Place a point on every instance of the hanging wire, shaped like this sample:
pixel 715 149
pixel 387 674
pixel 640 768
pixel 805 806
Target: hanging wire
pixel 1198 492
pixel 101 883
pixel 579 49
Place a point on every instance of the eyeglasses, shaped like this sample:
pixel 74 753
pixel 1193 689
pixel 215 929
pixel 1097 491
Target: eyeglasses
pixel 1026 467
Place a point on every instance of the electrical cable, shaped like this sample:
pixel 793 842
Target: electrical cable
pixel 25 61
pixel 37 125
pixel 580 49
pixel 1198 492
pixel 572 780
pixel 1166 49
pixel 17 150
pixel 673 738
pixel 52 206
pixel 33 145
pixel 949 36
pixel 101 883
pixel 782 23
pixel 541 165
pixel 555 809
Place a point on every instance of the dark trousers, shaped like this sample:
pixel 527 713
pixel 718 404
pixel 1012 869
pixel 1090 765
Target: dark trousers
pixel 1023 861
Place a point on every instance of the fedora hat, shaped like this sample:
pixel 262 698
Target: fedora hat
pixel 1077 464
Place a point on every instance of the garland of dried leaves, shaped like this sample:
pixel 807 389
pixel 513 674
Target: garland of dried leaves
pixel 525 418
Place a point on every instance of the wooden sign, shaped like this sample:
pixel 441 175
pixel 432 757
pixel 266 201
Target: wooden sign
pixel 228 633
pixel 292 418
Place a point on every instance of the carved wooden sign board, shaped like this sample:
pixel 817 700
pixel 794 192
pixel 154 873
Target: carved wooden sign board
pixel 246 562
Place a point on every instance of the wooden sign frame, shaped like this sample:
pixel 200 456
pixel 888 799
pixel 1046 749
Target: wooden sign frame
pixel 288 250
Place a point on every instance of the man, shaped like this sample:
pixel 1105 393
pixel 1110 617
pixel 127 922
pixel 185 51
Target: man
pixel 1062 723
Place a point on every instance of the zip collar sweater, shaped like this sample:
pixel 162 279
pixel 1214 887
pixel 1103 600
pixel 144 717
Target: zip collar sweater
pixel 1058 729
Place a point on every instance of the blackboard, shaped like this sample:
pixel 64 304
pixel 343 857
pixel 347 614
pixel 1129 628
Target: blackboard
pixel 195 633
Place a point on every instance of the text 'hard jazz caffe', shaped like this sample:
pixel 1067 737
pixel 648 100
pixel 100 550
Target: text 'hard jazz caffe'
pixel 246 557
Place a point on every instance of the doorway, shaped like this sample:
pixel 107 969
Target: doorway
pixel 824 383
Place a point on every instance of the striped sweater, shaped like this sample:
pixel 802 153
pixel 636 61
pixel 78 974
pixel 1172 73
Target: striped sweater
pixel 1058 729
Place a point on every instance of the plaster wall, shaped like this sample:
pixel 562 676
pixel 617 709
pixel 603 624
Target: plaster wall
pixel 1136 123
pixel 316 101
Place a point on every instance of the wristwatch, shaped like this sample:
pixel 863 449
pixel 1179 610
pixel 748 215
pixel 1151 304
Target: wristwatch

TASK REQUIREMENTS — Reproduce all of the entries above without any changes.

OUTPUT OF THE TASK —
Place a point on every instance of the hanging wire, shaped like this sample:
pixel 715 149
pixel 387 674
pixel 640 768
pixel 805 806
Target: hanging wire
pixel 1198 492
pixel 101 883
pixel 579 49
Place a point on every instance of the eyeglasses, shaped like this sample:
pixel 74 753
pixel 1193 689
pixel 215 929
pixel 1097 491
Target: eyeglasses
pixel 1026 467
Place a point on every instance of the electrical cable, shaped like this sample:
pixel 793 842
Target: electrical cable
pixel 25 61
pixel 37 125
pixel 580 49
pixel 1198 492
pixel 572 780
pixel 1166 49
pixel 17 150
pixel 673 738
pixel 52 206
pixel 33 145
pixel 949 36
pixel 101 883
pixel 782 23
pixel 541 165
pixel 555 809
Place a point on every instance of the dark trousers, shaped like this sample:
pixel 527 713
pixel 718 404
pixel 1012 869
pixel 1090 765
Target: dark trousers
pixel 1023 861
Place a point on every instance of the fedora hat, shaped like this sample:
pixel 262 698
Target: fedora hat
pixel 1077 464
Place a point on every instance of the garland of dried leaves, shaped like this sample:
pixel 807 389
pixel 513 674
Target: garland of dried leaves
pixel 525 418
Place a point on every instance of the wooden sign, shaped like this sample:
pixel 441 175
pixel 432 757
pixel 266 201
Target: wooden sign
pixel 228 633
pixel 292 418
Place a point on every instance of the carved wooden sign board, shaped like this sample:
pixel 817 700
pixel 794 192
pixel 154 873
Target: carved wooden sign board
pixel 246 562
Place a point on every instance of the wooden sign frame, shaped like this sample:
pixel 200 456
pixel 888 799
pixel 1046 749
Target: wooden sign frame
pixel 288 250
Place a point on every instance of the man, shaped like this sample:
pixel 1105 393
pixel 1110 617
pixel 127 922
pixel 185 51
Target: man
pixel 1062 723
Place a point on every instance of the zip collar sweater, shaped like this sample:
pixel 162 279
pixel 1214 887
pixel 1103 600
pixel 144 717
Target: zip collar sweater
pixel 1058 729
Place a point on every instance of the blackboard, shaped like this sample:
pixel 64 304
pixel 343 857
pixel 347 614
pixel 1129 628
Target: blackboard
pixel 195 633
Place a point on every instance of the text 'hard jazz caffe', shaped like this sample:
pixel 1067 737
pixel 648 100
pixel 100 550
Target: text 'hard jazz caffe'
pixel 246 557
Place a point on every instance of the doorway, shaped like this sample:
pixel 107 969
Target: doorway
pixel 824 383
Place a point on every instance of the striped sweater, shaped like this sample:
pixel 802 153
pixel 636 61
pixel 78 974
pixel 1172 73
Target: striped sweater
pixel 1058 729
Place a point on every instance of the plaster wall, shaped like this sample:
pixel 562 676
pixel 617 709
pixel 603 624
Target: plaster wall
pixel 1136 123
pixel 316 101
Place a point on every instance of the wristwatch, shaped like this sample:
pixel 863 449
pixel 1179 610
pixel 748 215
pixel 1151 304
Target: wristwatch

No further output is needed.